- [WHAT YOU ARE ASKED TO DO] Some of the lines below need repeating. Reproduce exactly those between the lines holding "Target: shadow on grass" and "e.g. point(138, 144)", inclusive.

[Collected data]
= Beginning of Section =

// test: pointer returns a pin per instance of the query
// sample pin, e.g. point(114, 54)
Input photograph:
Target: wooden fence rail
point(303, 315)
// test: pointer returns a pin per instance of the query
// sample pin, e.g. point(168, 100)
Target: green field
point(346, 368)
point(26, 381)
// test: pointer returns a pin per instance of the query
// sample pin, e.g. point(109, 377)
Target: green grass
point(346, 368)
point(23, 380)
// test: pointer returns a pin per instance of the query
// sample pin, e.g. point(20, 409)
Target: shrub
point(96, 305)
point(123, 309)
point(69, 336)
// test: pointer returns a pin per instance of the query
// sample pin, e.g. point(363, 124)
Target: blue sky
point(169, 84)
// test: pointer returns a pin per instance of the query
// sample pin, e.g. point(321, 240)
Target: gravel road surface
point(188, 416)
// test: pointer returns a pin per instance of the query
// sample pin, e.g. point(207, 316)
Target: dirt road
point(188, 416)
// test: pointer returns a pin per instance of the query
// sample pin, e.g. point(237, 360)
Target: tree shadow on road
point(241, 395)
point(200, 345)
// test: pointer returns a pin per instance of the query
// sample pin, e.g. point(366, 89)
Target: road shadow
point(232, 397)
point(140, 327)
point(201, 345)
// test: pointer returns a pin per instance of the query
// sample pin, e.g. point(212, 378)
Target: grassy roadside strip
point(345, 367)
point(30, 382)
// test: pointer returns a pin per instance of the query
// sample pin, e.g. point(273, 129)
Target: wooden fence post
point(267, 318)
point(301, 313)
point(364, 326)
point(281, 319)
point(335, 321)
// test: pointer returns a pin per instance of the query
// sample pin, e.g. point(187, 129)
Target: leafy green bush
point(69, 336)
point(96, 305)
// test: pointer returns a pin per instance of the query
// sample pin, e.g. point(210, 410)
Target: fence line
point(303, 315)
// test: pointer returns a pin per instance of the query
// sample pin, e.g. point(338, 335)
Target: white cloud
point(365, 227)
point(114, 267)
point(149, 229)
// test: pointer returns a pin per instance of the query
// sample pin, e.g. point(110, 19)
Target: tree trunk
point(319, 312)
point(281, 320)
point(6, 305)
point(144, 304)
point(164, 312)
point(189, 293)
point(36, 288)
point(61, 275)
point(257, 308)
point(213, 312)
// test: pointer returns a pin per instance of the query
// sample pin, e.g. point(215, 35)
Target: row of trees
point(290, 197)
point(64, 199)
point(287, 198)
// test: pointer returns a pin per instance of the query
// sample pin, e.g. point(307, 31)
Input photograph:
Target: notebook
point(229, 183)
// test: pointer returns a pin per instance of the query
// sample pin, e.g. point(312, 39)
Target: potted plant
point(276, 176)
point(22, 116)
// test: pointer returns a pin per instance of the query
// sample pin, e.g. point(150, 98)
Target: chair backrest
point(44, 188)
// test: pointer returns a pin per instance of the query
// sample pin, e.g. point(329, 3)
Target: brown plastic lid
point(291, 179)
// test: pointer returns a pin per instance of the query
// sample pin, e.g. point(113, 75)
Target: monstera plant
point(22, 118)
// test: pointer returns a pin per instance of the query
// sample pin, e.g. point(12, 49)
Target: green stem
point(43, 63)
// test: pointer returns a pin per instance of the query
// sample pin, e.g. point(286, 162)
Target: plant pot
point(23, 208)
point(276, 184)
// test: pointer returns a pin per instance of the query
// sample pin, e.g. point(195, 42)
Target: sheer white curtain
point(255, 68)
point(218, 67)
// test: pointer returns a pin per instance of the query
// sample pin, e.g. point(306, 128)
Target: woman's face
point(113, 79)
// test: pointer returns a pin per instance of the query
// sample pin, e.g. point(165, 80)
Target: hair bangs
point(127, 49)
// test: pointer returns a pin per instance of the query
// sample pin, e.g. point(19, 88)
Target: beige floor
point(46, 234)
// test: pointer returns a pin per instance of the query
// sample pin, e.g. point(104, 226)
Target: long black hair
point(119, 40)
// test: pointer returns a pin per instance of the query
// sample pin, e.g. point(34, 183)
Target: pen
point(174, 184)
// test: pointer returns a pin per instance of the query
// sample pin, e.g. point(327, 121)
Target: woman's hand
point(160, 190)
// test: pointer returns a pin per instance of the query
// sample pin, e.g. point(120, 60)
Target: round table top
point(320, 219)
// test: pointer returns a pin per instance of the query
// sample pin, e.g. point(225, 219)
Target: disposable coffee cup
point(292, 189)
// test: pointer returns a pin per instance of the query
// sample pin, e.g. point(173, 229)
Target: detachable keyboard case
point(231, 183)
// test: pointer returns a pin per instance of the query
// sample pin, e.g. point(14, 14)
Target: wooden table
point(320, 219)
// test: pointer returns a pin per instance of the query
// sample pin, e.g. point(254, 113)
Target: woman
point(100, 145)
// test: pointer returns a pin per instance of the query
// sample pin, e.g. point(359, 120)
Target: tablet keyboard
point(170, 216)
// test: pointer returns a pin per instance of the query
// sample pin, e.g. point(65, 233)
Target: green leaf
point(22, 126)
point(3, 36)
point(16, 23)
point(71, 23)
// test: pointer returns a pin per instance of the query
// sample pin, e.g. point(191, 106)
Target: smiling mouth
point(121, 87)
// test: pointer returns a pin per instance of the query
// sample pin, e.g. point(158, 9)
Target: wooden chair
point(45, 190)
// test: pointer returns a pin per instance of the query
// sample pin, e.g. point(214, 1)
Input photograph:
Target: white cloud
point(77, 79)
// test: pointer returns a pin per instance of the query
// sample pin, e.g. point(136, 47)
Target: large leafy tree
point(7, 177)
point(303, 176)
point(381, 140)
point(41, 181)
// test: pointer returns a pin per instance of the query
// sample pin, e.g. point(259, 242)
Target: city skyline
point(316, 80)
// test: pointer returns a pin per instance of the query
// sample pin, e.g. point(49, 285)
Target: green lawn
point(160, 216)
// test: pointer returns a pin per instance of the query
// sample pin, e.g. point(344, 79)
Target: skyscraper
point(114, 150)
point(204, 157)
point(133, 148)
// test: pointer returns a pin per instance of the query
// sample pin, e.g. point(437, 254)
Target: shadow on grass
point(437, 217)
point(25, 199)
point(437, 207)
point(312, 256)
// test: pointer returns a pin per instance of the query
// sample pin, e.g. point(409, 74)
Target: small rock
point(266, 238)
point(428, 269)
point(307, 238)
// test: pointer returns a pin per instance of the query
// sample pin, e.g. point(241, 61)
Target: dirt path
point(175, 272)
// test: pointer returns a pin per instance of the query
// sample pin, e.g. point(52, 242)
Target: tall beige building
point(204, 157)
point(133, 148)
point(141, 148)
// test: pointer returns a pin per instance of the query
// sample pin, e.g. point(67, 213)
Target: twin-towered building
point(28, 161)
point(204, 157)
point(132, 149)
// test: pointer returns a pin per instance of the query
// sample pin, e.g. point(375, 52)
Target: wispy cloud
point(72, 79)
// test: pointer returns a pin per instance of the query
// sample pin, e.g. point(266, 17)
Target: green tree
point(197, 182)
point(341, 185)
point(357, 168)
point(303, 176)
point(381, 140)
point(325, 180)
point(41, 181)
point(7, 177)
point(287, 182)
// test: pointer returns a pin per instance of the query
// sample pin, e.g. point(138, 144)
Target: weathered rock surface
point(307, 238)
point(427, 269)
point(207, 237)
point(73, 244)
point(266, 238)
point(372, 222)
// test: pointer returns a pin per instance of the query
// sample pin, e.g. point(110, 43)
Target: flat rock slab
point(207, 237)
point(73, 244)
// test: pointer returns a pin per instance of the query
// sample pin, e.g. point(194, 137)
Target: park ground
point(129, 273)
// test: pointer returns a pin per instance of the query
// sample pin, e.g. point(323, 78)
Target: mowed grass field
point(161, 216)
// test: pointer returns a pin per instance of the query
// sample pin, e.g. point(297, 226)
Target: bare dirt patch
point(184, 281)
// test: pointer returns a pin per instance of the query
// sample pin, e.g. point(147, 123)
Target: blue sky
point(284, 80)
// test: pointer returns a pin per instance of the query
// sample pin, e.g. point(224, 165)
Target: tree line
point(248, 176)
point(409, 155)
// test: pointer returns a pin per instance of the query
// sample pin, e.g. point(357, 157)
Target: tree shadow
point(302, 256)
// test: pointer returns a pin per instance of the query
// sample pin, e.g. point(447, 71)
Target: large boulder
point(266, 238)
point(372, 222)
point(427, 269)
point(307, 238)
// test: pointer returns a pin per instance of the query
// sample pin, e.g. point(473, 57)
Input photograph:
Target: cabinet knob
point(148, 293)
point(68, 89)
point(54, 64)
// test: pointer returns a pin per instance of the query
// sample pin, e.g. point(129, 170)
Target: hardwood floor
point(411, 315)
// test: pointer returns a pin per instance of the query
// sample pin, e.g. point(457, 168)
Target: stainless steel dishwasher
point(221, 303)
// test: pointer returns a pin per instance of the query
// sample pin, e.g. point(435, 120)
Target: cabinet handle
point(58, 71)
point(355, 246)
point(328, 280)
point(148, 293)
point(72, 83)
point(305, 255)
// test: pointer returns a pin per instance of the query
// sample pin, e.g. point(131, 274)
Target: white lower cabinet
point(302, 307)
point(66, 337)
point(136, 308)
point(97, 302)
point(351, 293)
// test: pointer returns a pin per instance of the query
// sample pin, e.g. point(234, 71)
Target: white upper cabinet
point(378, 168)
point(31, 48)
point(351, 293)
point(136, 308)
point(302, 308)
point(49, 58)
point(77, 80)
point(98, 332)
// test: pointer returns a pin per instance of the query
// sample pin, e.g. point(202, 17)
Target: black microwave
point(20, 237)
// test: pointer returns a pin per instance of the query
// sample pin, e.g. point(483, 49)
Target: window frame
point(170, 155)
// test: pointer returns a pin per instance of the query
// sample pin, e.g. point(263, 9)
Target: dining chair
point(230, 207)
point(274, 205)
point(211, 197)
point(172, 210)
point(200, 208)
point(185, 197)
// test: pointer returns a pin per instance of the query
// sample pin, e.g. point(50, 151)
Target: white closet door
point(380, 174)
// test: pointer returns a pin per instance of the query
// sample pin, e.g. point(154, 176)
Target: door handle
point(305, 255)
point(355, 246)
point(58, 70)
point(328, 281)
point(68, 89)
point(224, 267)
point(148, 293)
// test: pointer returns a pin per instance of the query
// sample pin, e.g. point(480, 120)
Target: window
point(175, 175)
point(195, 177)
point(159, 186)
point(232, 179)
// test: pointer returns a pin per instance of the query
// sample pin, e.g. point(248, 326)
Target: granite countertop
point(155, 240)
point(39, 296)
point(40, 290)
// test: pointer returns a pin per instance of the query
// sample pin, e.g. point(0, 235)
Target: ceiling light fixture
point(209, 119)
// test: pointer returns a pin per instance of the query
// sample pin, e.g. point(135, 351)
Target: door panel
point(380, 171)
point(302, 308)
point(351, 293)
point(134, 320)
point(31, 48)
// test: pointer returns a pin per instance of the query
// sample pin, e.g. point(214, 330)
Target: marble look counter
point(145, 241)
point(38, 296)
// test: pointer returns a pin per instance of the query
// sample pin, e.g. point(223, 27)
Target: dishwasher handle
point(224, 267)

= End of Section =

- [ANSWER SPACE]
Target: shadow on grass
point(437, 217)
point(25, 199)
point(437, 207)
point(312, 256)
// test: pointer returns a pin per instance of the query
// sample pin, e.g. point(409, 74)
Target: small rock
point(266, 238)
point(428, 269)
point(307, 238)
// test: pointer returns a pin per instance of the query
// sample pin, e.g. point(241, 61)
Target: dirt path
point(175, 272)
// test: pointer returns a pin per instance of the query
// sample pin, e.g. point(52, 242)
Target: tall beige building
point(204, 157)
point(133, 148)
point(141, 148)
// test: pointer returns a pin per instance of the query
// sample pin, e.g. point(67, 213)
Target: twin-towered building
point(28, 161)
point(204, 157)
point(132, 149)
// test: pointer returns a pin per instance of the query
// sample pin, e.g. point(375, 52)
Target: wispy cloud
point(72, 79)
// test: pointer returns a pin per instance of the query
// sample pin, e.g. point(266, 17)
Target: green tree
point(197, 182)
point(341, 185)
point(357, 168)
point(303, 176)
point(381, 140)
point(325, 180)
point(41, 181)
point(7, 177)
point(287, 182)
// test: pointer returns a pin per instance of the query
// sample pin, e.g. point(138, 144)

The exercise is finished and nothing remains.